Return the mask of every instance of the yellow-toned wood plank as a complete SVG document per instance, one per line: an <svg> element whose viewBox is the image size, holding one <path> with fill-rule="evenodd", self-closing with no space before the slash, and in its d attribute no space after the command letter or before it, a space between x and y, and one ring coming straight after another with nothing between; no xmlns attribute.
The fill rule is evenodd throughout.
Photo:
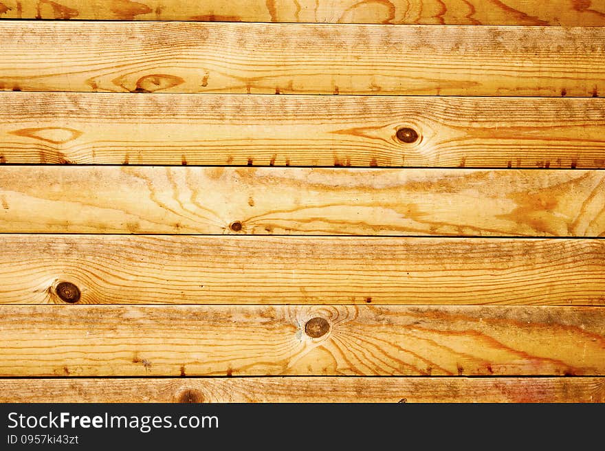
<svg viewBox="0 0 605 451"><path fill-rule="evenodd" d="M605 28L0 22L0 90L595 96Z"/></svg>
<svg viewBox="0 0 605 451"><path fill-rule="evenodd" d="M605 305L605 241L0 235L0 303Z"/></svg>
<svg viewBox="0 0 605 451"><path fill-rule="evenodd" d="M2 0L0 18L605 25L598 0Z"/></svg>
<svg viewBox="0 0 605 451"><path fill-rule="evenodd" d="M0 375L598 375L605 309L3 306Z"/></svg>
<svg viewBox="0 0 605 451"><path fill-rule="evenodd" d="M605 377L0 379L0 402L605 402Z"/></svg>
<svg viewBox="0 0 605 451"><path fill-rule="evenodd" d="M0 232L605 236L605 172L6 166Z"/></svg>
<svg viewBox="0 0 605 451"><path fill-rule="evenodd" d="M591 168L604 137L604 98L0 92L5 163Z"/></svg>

■ ■ ■

Reproduce all the entries above word for word, leaving out the picture.

Return the mask of every instance of the yellow-toned wood plank as a complete SVG document per instance, one per line: an <svg> element whose viewBox is the image size, holding one <path> with fill-rule="evenodd", self-closing with no space before the slash, and in its d attribute no space after the command letter or before it, a space between x and y, and one ring coming straight after another with nothing between; no xmlns attribute.
The fill rule is evenodd throughout.
Photo:
<svg viewBox="0 0 605 451"><path fill-rule="evenodd" d="M605 28L0 22L0 90L595 96Z"/></svg>
<svg viewBox="0 0 605 451"><path fill-rule="evenodd" d="M605 305L605 241L0 235L0 303Z"/></svg>
<svg viewBox="0 0 605 451"><path fill-rule="evenodd" d="M2 0L0 18L605 25L598 0Z"/></svg>
<svg viewBox="0 0 605 451"><path fill-rule="evenodd" d="M0 375L598 375L605 309L3 306Z"/></svg>
<svg viewBox="0 0 605 451"><path fill-rule="evenodd" d="M605 377L0 379L0 402L605 402Z"/></svg>
<svg viewBox="0 0 605 451"><path fill-rule="evenodd" d="M0 232L605 236L605 172L6 166Z"/></svg>
<svg viewBox="0 0 605 451"><path fill-rule="evenodd" d="M591 168L604 137L604 98L0 92L5 163Z"/></svg>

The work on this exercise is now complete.